* **Exercise**: Identify and copy every line of the records below that contains the string "deepest", treating uppercase and lowercase letters as distinct.

* **Data shown**:
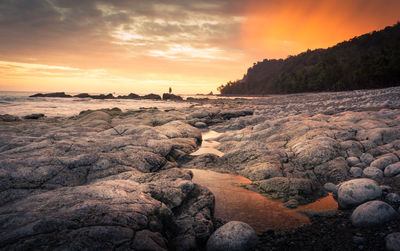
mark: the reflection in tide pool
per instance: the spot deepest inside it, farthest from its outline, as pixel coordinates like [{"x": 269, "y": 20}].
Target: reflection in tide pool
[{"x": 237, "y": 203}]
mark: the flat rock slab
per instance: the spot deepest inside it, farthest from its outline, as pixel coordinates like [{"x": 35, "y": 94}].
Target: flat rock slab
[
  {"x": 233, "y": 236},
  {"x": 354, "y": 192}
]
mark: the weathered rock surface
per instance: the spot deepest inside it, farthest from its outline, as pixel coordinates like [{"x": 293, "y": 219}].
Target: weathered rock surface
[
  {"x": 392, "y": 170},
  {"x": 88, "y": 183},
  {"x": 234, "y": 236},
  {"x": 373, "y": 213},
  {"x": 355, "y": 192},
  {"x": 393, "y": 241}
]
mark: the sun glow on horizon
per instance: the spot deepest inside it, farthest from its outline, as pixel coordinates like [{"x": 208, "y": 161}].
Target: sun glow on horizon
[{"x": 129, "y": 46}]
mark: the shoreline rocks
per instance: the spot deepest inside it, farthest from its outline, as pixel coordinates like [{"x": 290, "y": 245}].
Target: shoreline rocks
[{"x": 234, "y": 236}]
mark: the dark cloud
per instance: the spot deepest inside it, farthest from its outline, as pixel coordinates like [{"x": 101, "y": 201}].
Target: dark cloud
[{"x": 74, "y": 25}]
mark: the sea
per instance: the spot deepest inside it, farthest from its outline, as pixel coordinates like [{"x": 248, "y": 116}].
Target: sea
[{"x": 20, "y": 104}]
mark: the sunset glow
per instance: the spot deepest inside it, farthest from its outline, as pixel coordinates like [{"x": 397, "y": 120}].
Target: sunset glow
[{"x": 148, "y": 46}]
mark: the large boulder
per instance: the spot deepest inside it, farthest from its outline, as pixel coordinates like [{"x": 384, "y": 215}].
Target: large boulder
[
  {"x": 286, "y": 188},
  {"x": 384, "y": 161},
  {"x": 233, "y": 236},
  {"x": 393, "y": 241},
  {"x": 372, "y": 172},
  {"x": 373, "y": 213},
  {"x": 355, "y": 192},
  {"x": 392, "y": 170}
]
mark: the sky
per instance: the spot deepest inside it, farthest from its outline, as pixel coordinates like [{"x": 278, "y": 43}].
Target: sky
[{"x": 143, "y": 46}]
--
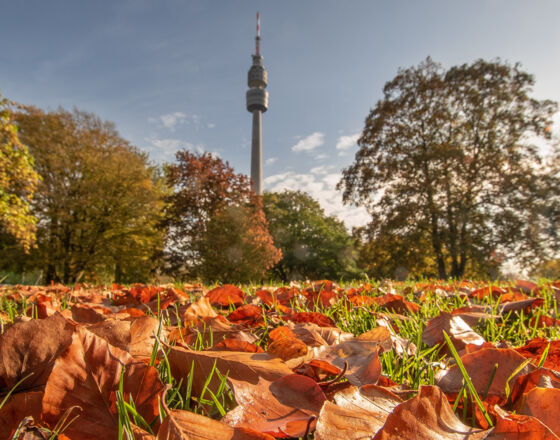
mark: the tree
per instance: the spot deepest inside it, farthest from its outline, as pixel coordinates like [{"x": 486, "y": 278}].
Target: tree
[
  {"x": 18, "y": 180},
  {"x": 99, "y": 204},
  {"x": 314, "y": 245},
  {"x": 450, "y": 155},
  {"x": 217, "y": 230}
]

* **In response**:
per instance: the spot deepest inside it, farthest from its outline, as pixel coordinates like [{"x": 269, "y": 20}].
per instance: the spot deepest inside it, farthest from its outline, as pixel coordinates like [{"x": 35, "y": 94}].
per instance: the spot deepest inside it, farthest from its outline, as pixel coordinates like [{"x": 293, "y": 219}].
per instance: the spot deepest inside it, farthest from its outline, as pixel coordinates like [{"x": 208, "y": 161}].
per instance: the spot deepest inside it, farthest from its outline, as pixel coordinates like [{"x": 290, "y": 245}].
per instance: the spot deepest inside it, farthest from its outline, as pixel coordinates like [{"x": 101, "y": 201}].
per instance: the spot deepest inside it, farthest from its outline, as pixel coordinates like [{"x": 248, "y": 116}].
per instance: the spot deepest inside it, farthest from its outline, as pixel coordinates like [{"x": 397, "y": 120}].
per instance: the spot deepest inside it, farthest from its outline, as pixel coordinates like [{"x": 384, "y": 215}].
per instance: the spot deepest inside it, farthest from its outline, as pixel coordinates like [{"x": 278, "y": 43}].
per instance: the spot deepest inside it, farthest from its outline, as pixel coordinates like [{"x": 486, "y": 278}].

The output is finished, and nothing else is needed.